The request:
Reproduce the listing below word for word, leaving out the pictures.

* start Provided material *

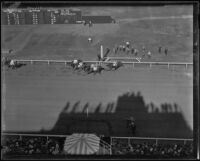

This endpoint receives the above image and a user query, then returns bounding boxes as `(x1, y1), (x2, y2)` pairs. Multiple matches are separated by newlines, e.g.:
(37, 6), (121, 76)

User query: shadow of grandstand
(41, 92), (192, 138)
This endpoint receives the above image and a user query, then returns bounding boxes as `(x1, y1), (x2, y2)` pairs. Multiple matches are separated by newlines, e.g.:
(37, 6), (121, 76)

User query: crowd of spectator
(2, 136), (62, 155)
(112, 140), (193, 158)
(2, 136), (193, 158)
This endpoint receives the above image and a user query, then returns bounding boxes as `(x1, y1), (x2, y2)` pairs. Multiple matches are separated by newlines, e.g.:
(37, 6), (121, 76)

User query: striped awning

* end Provided material *

Task answer:
This endpoint receives the above image and a user query, then returns bounding boxes as `(x1, y1), (x2, y2)` pairs. Multiple matches are separated by newlines, e.g.:
(37, 6), (121, 76)

User query: shadow of grandstand
(41, 92), (192, 138)
This endpoint receives the above image and a user query, then returns bounding boxes as `(x1, y1), (x2, y2)` pairs. Multiple matches are separated by newlines, e.g.:
(37, 6), (121, 76)

User query: crowd of spectator
(2, 136), (62, 155)
(112, 140), (193, 158)
(2, 136), (193, 158)
This endpoint receives the above image and a user query, then returns bounding boxes as `(x1, y1), (x2, y2)` pairs. Multiple matches are separated by newlines, e.g.:
(37, 6), (121, 76)

User query: striped awning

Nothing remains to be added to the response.